* Problem details *
Copy every record word for word.
(Exercise inputs begins)
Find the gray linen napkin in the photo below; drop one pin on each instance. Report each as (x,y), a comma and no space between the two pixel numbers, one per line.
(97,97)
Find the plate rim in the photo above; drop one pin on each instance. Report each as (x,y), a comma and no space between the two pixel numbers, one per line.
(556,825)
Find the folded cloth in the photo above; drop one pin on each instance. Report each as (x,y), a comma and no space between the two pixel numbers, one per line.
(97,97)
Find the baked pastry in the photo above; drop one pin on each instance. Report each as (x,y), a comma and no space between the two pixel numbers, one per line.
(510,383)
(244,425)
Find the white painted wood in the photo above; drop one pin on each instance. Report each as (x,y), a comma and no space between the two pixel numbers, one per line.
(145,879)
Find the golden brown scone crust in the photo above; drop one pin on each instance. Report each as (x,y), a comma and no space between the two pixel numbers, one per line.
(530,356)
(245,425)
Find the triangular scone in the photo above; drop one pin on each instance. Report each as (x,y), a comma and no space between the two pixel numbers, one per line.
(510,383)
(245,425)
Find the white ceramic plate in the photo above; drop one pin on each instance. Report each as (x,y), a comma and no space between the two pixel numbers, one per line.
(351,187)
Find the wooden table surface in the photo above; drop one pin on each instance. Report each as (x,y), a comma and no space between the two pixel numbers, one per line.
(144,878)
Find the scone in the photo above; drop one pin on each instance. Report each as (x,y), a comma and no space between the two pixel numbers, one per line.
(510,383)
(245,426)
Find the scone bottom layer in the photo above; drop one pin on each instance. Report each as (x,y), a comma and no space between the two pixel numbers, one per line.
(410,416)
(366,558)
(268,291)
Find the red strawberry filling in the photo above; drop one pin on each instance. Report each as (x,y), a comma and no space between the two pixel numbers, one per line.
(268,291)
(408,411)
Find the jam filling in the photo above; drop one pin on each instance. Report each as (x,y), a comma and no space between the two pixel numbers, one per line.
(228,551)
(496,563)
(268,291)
(Exercise inputs ends)
* Expected output *
Find the gray linen napkin in the photo below; drop one pin on each instance. Report each as (x,y), a comma and no space between the two pixel numbers, one per line.
(97,97)
Find the plate rim in the photo above; drop one pin on each instance. Report each as (x,y), a comma and no space between the two pixel numbers, one per line.
(556,825)
Find the folded cloth in the photo above; drop one pin on each instance. Report each as (x,y), a comma and no space between the two pixel numbers, one per line.
(97,97)
Find the baked pastry in the photo above; drop one pin on each instance. Report each as (x,y), a comma and no space between the two pixel numbers, one per line.
(510,383)
(244,425)
Find the white painted wood in the photo above; drop one pin on each instance. Report each as (x,y), a comma and no space between the two pixel numbers, one per line.
(145,879)
Find the golden brown scone crust in the photo above; drop one pin on each instance. Report each as (x,y), a comma and no space between the two pixel numbers, one per line.
(530,356)
(245,425)
Find the triangular scone in the photo above; drop one pin on each instance. Report each as (x,y), a comma and no space between the two pixel numbers, one per line.
(510,383)
(245,425)
Find the white ceramic plate in the photo above; drop one pin on each instance. Report each as (x,y), a comma and no space between the two pixel numbers, one per line.
(351,187)
Find the wooden table surface in the photo above; drop one pin on each instance. Report each as (x,y), a comma and no space between the two pixel numbers, one per line.
(144,878)
Find the scone in the photo above; drop one pin on each instance. Report each as (x,y), a comma and no space between the two pixel numbers, one per line.
(510,383)
(245,426)
Find the scone bottom layer in the photo above; drop one pin on each instance. Report each as (x,y), a comma and no space between the two pixel numbers, one per line.
(410,416)
(366,558)
(268,291)
Find the red strawberry filling in the photo above; drop one pin on each instance. Report each as (x,y), a comma and no space between the two pixel numbers, one per line.
(268,291)
(408,411)
Find the jam filling in the photo above; drop one pin on each instance. Report each as (x,y), a comma and no space between the two pixel numbers, one per line.
(228,551)
(496,563)
(268,291)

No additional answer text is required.